What to do: Across all the entries, tally the lines holding the word "below", and give the number by itself.

Supplied material:
☆ ☆ ☆ ☆ ☆ ☆ ☆
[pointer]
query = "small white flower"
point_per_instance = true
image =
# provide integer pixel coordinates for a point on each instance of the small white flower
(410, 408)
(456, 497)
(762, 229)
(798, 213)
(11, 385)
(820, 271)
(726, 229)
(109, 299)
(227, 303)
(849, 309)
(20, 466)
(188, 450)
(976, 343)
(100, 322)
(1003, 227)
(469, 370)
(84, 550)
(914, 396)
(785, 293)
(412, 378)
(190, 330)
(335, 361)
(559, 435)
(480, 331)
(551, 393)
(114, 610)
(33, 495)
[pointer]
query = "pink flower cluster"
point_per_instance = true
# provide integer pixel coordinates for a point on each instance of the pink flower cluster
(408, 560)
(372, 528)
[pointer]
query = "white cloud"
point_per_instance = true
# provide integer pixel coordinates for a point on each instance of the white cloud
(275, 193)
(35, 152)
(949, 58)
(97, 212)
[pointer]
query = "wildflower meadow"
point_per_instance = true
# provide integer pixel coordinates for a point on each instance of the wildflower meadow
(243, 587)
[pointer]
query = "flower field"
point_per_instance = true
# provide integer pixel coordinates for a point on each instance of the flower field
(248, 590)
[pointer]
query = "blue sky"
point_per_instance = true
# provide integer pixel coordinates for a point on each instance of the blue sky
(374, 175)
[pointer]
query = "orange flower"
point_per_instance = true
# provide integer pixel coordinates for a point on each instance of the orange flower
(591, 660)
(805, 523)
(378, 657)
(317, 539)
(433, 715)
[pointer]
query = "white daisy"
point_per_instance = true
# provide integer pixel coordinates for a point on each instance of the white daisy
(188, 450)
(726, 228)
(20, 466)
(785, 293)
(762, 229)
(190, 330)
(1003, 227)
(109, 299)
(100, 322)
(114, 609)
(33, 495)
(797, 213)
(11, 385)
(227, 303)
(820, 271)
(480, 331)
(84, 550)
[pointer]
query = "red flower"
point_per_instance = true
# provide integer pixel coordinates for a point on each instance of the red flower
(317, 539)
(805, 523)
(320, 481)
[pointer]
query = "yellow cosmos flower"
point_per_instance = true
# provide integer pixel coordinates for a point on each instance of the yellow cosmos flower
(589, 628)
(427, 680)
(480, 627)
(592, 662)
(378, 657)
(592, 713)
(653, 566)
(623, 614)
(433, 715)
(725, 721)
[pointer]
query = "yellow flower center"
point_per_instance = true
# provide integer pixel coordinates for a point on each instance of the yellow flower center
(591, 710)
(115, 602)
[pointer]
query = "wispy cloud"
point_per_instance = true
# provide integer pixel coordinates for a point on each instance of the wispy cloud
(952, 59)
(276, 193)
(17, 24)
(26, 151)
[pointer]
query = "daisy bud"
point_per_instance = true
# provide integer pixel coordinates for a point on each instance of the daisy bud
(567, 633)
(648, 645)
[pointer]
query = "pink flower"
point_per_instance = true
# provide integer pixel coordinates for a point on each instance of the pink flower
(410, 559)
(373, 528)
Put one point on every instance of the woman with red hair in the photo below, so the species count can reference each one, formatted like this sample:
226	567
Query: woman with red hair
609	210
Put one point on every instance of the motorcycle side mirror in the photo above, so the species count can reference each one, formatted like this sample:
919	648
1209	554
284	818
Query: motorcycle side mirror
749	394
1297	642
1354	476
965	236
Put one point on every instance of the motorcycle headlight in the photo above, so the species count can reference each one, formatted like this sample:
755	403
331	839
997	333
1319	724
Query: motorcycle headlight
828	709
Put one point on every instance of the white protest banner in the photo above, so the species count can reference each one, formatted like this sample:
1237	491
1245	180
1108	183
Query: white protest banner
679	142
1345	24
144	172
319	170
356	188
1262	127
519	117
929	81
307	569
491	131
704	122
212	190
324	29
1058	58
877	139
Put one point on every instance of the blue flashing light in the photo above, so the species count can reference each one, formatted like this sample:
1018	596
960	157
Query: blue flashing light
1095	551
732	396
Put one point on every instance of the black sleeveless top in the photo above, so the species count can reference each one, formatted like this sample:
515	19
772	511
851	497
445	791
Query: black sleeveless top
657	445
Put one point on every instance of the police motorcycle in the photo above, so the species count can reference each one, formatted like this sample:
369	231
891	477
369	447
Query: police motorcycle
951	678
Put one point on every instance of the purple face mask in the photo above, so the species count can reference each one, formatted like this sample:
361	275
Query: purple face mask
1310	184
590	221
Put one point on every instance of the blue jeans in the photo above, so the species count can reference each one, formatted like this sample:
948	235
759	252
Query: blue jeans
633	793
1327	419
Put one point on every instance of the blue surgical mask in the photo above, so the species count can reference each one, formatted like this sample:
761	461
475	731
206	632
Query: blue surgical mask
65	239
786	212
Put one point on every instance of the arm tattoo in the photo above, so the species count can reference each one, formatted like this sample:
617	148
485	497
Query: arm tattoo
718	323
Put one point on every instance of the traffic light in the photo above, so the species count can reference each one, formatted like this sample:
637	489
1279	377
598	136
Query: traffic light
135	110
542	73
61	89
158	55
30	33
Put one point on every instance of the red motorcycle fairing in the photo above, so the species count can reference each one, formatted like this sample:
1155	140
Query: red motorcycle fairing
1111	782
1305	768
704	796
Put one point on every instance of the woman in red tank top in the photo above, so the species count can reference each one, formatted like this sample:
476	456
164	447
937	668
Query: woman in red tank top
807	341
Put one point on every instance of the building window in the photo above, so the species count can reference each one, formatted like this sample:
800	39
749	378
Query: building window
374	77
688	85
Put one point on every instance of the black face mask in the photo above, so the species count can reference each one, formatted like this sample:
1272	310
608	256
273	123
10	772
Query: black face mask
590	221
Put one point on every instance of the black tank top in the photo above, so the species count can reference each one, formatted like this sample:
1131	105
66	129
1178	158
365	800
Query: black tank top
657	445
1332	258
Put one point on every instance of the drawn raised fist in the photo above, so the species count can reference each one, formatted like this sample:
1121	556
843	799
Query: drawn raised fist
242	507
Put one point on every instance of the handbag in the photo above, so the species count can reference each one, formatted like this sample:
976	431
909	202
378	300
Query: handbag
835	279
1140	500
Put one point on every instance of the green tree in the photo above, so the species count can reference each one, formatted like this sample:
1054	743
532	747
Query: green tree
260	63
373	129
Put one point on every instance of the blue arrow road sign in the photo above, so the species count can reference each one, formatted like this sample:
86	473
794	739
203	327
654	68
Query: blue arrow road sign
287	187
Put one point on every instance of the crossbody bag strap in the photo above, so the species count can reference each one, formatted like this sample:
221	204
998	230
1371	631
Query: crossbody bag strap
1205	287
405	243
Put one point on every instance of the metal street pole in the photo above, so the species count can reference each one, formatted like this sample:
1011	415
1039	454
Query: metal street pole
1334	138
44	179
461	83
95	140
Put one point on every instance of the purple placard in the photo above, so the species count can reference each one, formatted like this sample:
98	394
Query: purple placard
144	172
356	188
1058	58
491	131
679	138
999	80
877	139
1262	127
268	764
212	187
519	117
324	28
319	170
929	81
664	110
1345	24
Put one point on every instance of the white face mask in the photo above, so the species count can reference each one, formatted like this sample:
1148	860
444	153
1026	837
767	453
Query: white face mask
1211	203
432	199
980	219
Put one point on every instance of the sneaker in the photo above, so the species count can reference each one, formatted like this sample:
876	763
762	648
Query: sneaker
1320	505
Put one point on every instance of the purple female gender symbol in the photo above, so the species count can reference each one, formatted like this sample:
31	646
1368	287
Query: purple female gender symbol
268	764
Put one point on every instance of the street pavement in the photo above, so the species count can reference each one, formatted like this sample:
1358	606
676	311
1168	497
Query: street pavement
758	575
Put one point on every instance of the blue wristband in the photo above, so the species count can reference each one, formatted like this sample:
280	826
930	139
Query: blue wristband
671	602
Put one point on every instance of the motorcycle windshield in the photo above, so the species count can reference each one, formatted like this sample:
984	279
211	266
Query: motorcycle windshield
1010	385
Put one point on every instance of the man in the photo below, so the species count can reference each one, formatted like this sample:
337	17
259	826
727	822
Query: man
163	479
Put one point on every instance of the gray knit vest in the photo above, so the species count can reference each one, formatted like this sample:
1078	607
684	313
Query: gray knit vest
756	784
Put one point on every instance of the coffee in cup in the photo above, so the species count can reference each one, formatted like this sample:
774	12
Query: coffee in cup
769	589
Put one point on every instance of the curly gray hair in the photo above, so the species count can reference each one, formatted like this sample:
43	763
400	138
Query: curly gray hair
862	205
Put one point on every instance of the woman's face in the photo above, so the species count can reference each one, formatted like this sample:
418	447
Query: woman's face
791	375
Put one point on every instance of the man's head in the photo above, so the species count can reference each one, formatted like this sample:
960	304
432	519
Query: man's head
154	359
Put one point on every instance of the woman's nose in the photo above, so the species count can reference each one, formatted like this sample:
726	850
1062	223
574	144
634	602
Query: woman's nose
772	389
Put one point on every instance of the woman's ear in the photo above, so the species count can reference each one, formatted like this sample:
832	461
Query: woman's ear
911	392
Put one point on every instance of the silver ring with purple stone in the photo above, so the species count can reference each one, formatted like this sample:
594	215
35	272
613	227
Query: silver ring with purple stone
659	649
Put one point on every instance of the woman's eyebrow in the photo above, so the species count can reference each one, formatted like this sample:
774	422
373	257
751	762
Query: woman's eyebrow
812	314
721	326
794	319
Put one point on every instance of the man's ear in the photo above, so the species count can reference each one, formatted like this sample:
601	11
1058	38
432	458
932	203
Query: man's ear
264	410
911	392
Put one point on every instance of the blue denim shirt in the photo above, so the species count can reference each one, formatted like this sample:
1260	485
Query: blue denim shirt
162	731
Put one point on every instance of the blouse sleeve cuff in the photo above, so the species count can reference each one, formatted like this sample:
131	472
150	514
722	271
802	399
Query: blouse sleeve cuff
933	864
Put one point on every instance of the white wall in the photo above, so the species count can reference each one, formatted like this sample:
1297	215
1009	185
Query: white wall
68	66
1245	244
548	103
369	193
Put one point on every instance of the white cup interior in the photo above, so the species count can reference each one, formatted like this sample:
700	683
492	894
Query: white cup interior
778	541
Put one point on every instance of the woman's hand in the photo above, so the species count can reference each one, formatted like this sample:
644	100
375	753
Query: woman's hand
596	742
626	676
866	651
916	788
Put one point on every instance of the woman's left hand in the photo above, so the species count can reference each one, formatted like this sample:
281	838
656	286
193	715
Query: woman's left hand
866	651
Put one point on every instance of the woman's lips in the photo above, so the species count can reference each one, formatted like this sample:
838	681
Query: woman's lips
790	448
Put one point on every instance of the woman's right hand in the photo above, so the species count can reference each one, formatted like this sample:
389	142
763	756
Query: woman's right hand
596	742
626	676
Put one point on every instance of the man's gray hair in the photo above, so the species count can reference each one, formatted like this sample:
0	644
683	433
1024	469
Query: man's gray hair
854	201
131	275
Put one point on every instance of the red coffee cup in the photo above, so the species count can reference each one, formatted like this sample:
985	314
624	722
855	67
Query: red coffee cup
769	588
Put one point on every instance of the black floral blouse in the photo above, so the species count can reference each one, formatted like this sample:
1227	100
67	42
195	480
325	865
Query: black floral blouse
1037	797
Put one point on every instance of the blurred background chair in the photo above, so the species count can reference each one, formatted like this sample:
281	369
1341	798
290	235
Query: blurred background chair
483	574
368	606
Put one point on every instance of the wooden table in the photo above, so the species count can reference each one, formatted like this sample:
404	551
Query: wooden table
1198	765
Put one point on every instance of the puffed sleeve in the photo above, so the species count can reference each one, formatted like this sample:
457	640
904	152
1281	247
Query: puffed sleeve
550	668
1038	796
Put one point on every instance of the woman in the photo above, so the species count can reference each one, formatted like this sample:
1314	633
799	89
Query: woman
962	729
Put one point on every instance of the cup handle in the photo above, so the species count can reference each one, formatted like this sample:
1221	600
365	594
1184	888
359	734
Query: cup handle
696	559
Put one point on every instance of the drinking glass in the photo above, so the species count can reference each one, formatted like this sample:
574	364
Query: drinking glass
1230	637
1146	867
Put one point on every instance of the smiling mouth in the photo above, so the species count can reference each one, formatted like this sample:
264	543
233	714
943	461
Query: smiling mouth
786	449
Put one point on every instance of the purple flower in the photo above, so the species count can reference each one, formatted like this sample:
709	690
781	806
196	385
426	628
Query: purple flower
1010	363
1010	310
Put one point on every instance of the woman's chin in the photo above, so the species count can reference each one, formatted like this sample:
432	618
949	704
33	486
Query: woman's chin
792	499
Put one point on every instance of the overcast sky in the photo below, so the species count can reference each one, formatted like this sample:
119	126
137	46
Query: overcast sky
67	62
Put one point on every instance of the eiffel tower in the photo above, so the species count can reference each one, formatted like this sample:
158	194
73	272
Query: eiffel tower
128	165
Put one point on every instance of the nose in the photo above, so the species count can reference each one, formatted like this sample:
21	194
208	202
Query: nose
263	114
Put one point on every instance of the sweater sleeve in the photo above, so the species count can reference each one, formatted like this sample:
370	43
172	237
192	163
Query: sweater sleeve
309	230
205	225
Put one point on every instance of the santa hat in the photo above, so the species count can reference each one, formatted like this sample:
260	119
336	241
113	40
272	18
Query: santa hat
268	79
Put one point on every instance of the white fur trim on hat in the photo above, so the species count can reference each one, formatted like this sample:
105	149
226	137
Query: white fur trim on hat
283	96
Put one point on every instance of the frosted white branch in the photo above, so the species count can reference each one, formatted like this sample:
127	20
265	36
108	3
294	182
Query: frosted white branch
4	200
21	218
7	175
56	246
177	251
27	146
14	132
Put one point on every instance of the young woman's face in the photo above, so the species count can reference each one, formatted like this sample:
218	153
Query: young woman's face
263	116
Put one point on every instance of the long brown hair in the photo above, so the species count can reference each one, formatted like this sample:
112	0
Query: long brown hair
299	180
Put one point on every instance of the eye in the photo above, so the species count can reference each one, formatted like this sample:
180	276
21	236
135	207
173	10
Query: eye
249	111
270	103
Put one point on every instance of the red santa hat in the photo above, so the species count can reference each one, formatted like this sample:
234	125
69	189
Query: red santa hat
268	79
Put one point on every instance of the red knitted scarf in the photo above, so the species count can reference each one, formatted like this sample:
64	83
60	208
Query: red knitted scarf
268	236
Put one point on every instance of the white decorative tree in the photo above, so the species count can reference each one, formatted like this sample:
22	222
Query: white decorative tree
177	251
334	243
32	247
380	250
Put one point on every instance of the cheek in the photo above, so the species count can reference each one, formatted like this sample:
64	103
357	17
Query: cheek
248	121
☆ ☆ ☆ ☆ ☆ ☆ ☆
Your response: 3